**Aufgabe:**
Beantworte anhand des Textes zum DTM-Titelkampf folgende Fragen:
1. Mit wie vielen Punkten steht René Rast an der Tabellenspitze?
2. Wie viele Punkte liegt Nico Müller in der Tabelle zurück?
3. Wie viele Punkte sind in Hockenheim noch zu erobern?

**Bereitgestellter Text:**
Der Saisonverlauf der drei Protagonisten ist dabei völlig unterschiedlich. René Rast kam nach einem verhaltenen Saisonstart erst spät in die Gänge. Sechs Saisonsiege gehen auf das Konto des 33-jährigen Mindeners – davon alleine vier beim vorletzten Saisonmeeting im belgischen Zolder. Und prompt stürmte der Pilot des Audi Sport Team Rosberg mit 304 Punkten an die Tabellenspitze.
Bei Nico Müller ist es genau umgekehrt. Zu Saisonbeginn schien gegen den 28-jährigen Schweizer aus dem Audi Sport Team Abt Sportsline kein Kraut gewachsen. Mit drei Siegen in den ersten drei Läufen setzte sich der Vorjahres-Vizemeister direkt vom Rest der Meute ab. Seither hat Müller zwar zwei weitere Rennen gewonnen, aber auch mehrmals Pech gehabt, sodass er in der Tabelle nun 19 Punkte zurück liegt. Was nach mehr klingt, als es ist – dass ein Nuller in der DTM schnell passiert sein kann, weiß niemand besser als René Rast.
Die Titelchancen des Dritten im Bunde, Robin Frijns, ebenfalls aus dem Audi Sport Team Abt Sportsline, sind angesichts von 41 Zählern Rückstand auf Rast und 56 in Hockenheim noch zu erobernden Punkten eher mathematischer Natur. Doch dafür muss sich der 29-jährige Niederländer auch keine Sorgen mehr um taktische Konstellationen machen. Frijns, der alle seine drei Saisonsiege zu Saisonmitte erobert hat, kann nur noch auf eine Weise DTM-Champion werden – mit vollem Angriff. Das macht ihn im Titeldreikampf zweifellos gefährlich.

**Gespeicherte Zeilen:**
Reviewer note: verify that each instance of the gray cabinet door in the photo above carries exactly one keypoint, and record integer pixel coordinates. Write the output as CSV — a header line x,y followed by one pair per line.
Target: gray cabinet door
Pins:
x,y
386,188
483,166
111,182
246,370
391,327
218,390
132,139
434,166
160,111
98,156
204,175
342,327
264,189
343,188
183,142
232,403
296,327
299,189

**Lösung:**
1. Mit 304 Punkten.
2. 19 Punkte.
3. 56 Punkte.